===== EXTRACTED DATA =====
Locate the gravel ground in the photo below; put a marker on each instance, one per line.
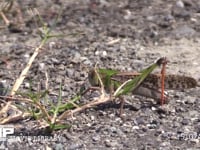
(125, 35)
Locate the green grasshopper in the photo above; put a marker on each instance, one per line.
(143, 83)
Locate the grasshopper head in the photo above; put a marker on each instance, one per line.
(162, 60)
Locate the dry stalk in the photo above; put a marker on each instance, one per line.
(21, 78)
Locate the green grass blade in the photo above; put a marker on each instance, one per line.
(132, 84)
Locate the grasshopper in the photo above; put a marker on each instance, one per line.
(146, 84)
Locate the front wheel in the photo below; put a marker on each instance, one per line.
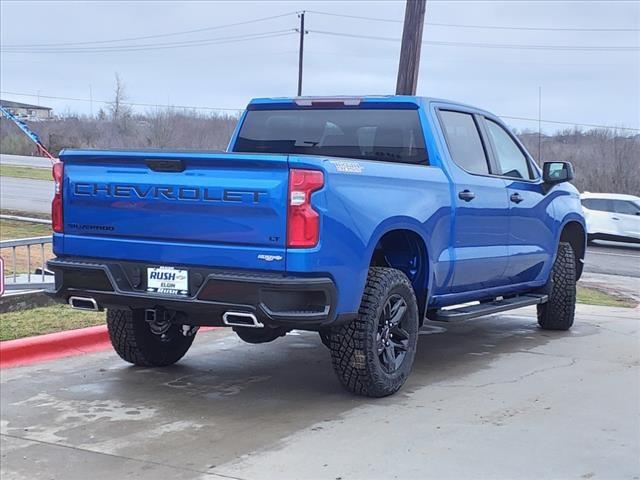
(559, 311)
(136, 342)
(373, 354)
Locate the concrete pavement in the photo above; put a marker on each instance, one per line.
(26, 195)
(24, 161)
(490, 398)
(611, 258)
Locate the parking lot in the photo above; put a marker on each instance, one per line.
(489, 398)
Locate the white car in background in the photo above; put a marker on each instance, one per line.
(612, 216)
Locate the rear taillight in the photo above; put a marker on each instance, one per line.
(56, 204)
(303, 222)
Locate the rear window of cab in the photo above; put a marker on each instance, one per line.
(387, 135)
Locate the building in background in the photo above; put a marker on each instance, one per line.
(25, 111)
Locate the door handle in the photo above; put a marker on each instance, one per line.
(516, 198)
(466, 195)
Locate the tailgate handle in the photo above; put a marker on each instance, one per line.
(166, 165)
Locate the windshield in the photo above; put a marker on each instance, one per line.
(368, 134)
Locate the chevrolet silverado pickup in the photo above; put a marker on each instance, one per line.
(355, 217)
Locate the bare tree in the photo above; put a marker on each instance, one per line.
(120, 110)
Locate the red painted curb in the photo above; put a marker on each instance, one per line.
(25, 351)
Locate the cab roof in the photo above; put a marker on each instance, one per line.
(400, 101)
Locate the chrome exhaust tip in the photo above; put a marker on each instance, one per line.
(84, 303)
(241, 319)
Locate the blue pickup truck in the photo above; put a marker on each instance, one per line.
(357, 218)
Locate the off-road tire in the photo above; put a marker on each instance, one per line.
(133, 340)
(259, 335)
(559, 311)
(354, 350)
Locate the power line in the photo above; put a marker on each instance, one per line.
(160, 46)
(191, 107)
(489, 45)
(146, 37)
(493, 27)
(590, 125)
(153, 105)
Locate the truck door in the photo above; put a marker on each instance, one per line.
(532, 240)
(481, 222)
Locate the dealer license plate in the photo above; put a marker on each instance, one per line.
(167, 280)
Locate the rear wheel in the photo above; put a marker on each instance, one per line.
(559, 311)
(373, 355)
(146, 345)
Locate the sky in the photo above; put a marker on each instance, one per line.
(588, 83)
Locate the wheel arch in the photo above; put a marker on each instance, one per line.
(403, 247)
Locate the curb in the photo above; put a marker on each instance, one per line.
(52, 346)
(26, 351)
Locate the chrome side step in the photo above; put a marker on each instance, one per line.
(488, 308)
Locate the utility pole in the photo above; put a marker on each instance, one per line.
(410, 50)
(301, 52)
(539, 125)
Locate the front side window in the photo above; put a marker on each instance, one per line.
(625, 207)
(463, 140)
(511, 161)
(370, 134)
(599, 204)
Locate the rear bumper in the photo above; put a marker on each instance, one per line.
(275, 299)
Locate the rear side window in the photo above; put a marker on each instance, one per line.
(511, 161)
(368, 134)
(463, 140)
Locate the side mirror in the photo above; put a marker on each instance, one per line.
(557, 172)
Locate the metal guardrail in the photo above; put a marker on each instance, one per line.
(33, 281)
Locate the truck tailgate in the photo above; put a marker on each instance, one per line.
(212, 200)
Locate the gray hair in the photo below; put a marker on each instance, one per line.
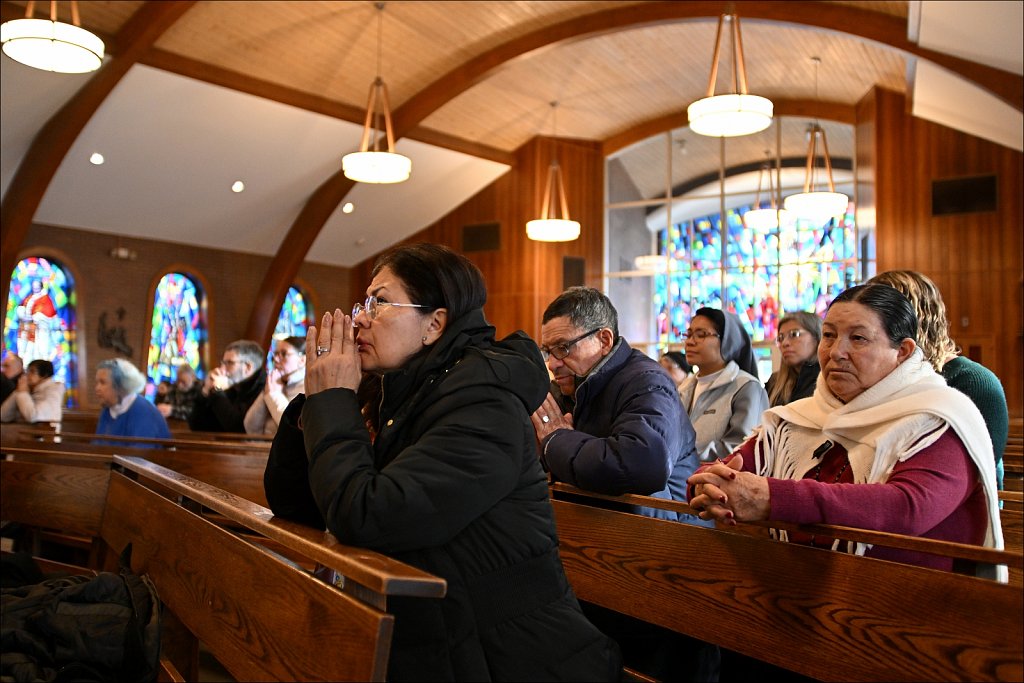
(125, 377)
(586, 307)
(248, 350)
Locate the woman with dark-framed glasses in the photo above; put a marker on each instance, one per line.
(725, 397)
(451, 483)
(799, 334)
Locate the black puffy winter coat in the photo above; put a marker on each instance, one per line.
(453, 485)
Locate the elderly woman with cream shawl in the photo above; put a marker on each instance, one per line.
(882, 444)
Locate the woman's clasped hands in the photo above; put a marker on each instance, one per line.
(333, 356)
(726, 495)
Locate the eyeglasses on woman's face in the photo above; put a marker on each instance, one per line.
(792, 335)
(561, 351)
(698, 335)
(373, 305)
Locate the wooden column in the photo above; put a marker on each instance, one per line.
(977, 259)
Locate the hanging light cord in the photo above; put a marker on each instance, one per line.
(380, 39)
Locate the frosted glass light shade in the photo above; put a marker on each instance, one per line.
(51, 45)
(816, 205)
(553, 229)
(729, 116)
(379, 167)
(652, 263)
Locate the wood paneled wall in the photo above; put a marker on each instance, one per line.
(976, 259)
(524, 275)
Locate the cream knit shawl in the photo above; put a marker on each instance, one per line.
(905, 412)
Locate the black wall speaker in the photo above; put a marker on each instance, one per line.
(481, 237)
(971, 195)
(573, 271)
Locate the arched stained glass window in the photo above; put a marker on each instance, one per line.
(296, 314)
(295, 317)
(177, 335)
(40, 319)
(803, 265)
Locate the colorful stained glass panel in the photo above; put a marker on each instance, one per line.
(40, 319)
(178, 328)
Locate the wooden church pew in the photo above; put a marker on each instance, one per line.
(825, 614)
(259, 613)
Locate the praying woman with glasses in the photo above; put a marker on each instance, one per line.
(285, 381)
(450, 484)
(799, 334)
(725, 397)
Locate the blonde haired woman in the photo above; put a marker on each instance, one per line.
(968, 377)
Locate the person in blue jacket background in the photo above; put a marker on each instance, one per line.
(125, 413)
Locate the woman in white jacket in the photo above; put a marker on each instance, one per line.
(285, 381)
(725, 398)
(37, 398)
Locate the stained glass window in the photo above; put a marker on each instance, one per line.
(296, 314)
(802, 265)
(177, 335)
(40, 319)
(295, 317)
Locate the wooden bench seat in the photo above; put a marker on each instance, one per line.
(259, 613)
(821, 613)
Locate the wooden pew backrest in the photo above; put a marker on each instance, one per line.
(818, 612)
(262, 617)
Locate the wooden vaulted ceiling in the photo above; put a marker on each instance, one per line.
(476, 78)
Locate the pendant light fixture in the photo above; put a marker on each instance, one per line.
(765, 220)
(736, 113)
(817, 204)
(549, 227)
(654, 264)
(370, 164)
(52, 45)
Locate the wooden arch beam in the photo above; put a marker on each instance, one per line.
(883, 29)
(56, 136)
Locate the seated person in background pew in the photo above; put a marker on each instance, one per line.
(451, 483)
(177, 403)
(125, 413)
(799, 334)
(10, 369)
(612, 422)
(37, 397)
(725, 397)
(882, 444)
(978, 382)
(229, 389)
(284, 382)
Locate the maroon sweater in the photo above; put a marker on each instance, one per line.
(937, 494)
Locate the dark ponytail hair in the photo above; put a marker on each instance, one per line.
(895, 310)
(436, 276)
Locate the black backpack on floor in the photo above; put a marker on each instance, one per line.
(79, 628)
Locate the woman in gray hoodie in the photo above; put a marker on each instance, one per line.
(725, 397)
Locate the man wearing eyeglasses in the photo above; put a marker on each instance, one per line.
(612, 423)
(229, 389)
=====
→ WHAT IS BEING ASKED: Copy out all of the material above word for word, from beginning to end, and leave out the pictures.

→ OUTPUT:
Locate the gravel ground in the photo below; put a marker on each instance, one per line.
(125, 35)
Locate the green grasshopper in the photo above; put a marker on each instance, one per line.
(143, 83)
Locate the grasshopper head in the photo above; put a marker on each instance, one per line.
(162, 60)
Locate the dry stalk in the photo above; put a marker on each instance, one per line.
(21, 78)
Locate the green grass blade in the photo above; put a marker on each instance, one per line.
(132, 84)
Locate the grasshopper in the photo above; put a marker on each instance, one per line.
(146, 84)
Locate the front wheel in the photo below; put a marker on each instance, one per line.
(559, 311)
(136, 342)
(373, 354)
Locate the concrete pavement in the photo above; put a marker on each instance, one per line.
(26, 195)
(24, 161)
(490, 398)
(611, 258)
Locate the parking lot in the photo above; put a marker on each instance, one per line.
(489, 398)
Locate the white car in background in the photo above; put a marker on each instance, one per line.
(612, 216)
Locate the rear taillight in the photo above; put a marker on each instance, one per line.
(56, 204)
(303, 222)
Locate the rear window of cab in the photo above; put a marker on each instance, one per line.
(387, 135)
Locate the building in background in the photo above; put a marker on each instance, one per line.
(25, 111)
Locate the door handle in the photo above; put a marker on each instance, one per line.
(516, 198)
(466, 195)
Locate the tailgate handle in the photo above; put a marker on each instance, one per line.
(166, 165)
Locate the windshield in the photo above; put a marker on each instance, one per line.
(368, 134)
Locate the chevrolet silverado pickup in the photo above; put a marker on each instance, one per line.
(355, 217)
Locate the bare tree in the photo above; put a marker on each instance, one per line.
(120, 110)
Locate the red painted curb in the photo above; put a marker on each instance, one per line.
(25, 351)
Locate the cab roof in the photo above; put a marker on each instance, one per line.
(400, 101)
Locate the chrome exhaust tip in the photo above; put a marker on each instance, one per line.
(84, 303)
(241, 319)
Locate the blue pickup truck in the photo above; put a marker on each instance, one per line.
(357, 218)
Locate the off-road tire in the photo above; put a marker on each instance, one per line.
(133, 340)
(259, 335)
(559, 311)
(354, 350)
Locate the power line in the photo above; put a marker on each instance, one per line.
(160, 46)
(191, 107)
(489, 45)
(146, 37)
(493, 27)
(590, 125)
(153, 105)
Locate the truck door in the photo above; put a marker on each instance, one per line.
(532, 240)
(481, 222)
Locate the dealer license plate in the photo above; put a marker on each instance, one per line.
(167, 280)
Locate the rear wheel in the photo above; put a marker on each instance, one per line.
(559, 311)
(373, 355)
(146, 345)
Locate the sky in the photo above; put a marker on each instance, one per line.
(588, 83)
Locate the wheel arch in the photo above; put a marker on each instance, one per line.
(403, 247)
Locate the curb in the photo above; put a marker on each instance, one per line.
(52, 346)
(26, 351)
Locate the chrome side step in the photo above; put a marker on each instance, one per line.
(488, 308)
Locate the utility pole in the photo above; put a marker on each instance, one per line.
(410, 50)
(301, 52)
(539, 125)
Locate the front side window in the photo above; put a marker on each instance, one per line.
(625, 207)
(463, 140)
(511, 161)
(370, 134)
(599, 204)
Locate the rear bumper in the photo above; put a marker on each instance, one per line.
(275, 299)
Locate the rear side window in the photo above; put a marker on each instance, one per line.
(511, 161)
(368, 134)
(463, 140)
Locate the side mirror in the photo above; put a marker on each instance, one per line.
(557, 172)
Locate the metal guardrail in the photo above; put a marker on each instance, one per line.
(33, 281)
Locate the truck tailgate in the photo above; put a marker on each instance, one per line.
(212, 200)
Locate the gray hair in the photo below; put a marker on each instance, one per line.
(125, 377)
(586, 307)
(248, 350)
Locate the woman with dark-framed glasses in the photo above; put a marker on each instance, one per line.
(725, 397)
(451, 483)
(799, 334)
Locate the black puffy winter coat in the photo above; put a marker on each instance, one per line.
(453, 485)
Locate the elderly woman with cream shawl in the photo above; put a marker on each instance, one per line.
(882, 444)
Locate the woman's clasped hands in the photo above; put a marker on each instance, one per line.
(333, 356)
(726, 495)
Locate the eyeglasses on woman's face in the photo above; put a marker on each instance, one per line.
(792, 335)
(561, 351)
(698, 335)
(373, 305)
Locate the wooden column in the photo above; put a marker on each instance, one per line.
(977, 259)
Locate the hanging light cord in the photo above; put a marker on each instance, one per line.
(380, 39)
Locate the frosted glass light shade in the photo above; put a marker on each instance, one per line.
(51, 45)
(816, 205)
(553, 229)
(729, 116)
(379, 167)
(652, 263)
Locate the wood paneled wall in the photo above; put a marker on each instance, one per line.
(976, 259)
(524, 275)
Locate the cream knit shawl in the photo above; put a marker on each instance, one per line.
(905, 412)
Locate the black wall speaker in the photo above; put a marker on each instance, one per line.
(481, 237)
(971, 195)
(573, 271)
Locate the arched stained glass window in the photo above; put a marker on each instance, one per line.
(296, 314)
(295, 317)
(177, 335)
(40, 319)
(803, 265)
Locate the colorful stained glass panel in the photo above; put a marker on each instance, one per line.
(40, 319)
(178, 328)
Locate the wooden church pew in the photo above; put a marker on each instance, one per line.
(825, 614)
(259, 613)
Locate the praying woman with glasses in the photo above; put a marker on each instance, one per line.
(285, 381)
(450, 484)
(799, 334)
(725, 397)
Locate the blonde haired woman in the photo above; put a marker on each instance, one per line.
(968, 377)
Locate the person in blue jacket background in the photo above; put a marker on each instance, one per line.
(125, 413)
Locate the woman in white jacket in the photo above; put a marker on each instance, one per line.
(285, 381)
(725, 398)
(37, 398)
Locate the stained glass window in the photo above; put a marker on each instance, one per line.
(296, 314)
(802, 265)
(177, 335)
(40, 319)
(295, 317)
Locate the wooden bench seat in the photo above; put a marker on each instance, one per line.
(259, 613)
(821, 613)
Locate the wooden pew backrest in the photo above; put a marker on each instance, one per line.
(818, 612)
(262, 617)
Locate the wooden vaulted ceiling in the photo above; put a marker on each instance, one per line.
(476, 78)
Locate the pendant light fixture in the photo above; put a marker on each instance, one per line.
(765, 220)
(736, 113)
(817, 204)
(549, 227)
(654, 264)
(370, 164)
(52, 45)
Locate the wooden arch beam in the photo above; put a marker on each instance, one per line.
(883, 29)
(56, 136)
Locate the seated person in background pew in the photo above; put a marker on each instance, one per line.
(451, 483)
(177, 403)
(125, 413)
(799, 334)
(10, 369)
(612, 422)
(37, 397)
(725, 397)
(882, 444)
(978, 382)
(229, 389)
(284, 382)
Locate the maroon sweater in the photo above; put a marker on each instance, one per line.
(937, 494)
Locate the dark ponytail hair in the photo above; put a marker on each instance, one per line.
(895, 310)
(436, 276)
Locate the black backpack on floor in the photo above; put a marker on each instance, one per line.
(79, 628)
Locate the woman in gray hoodie in the photo above; put a marker on each instance, one per line.
(725, 397)
Locate the man wearing eyeglasses in the photo above; put a marker on each instance, one per line.
(612, 423)
(229, 389)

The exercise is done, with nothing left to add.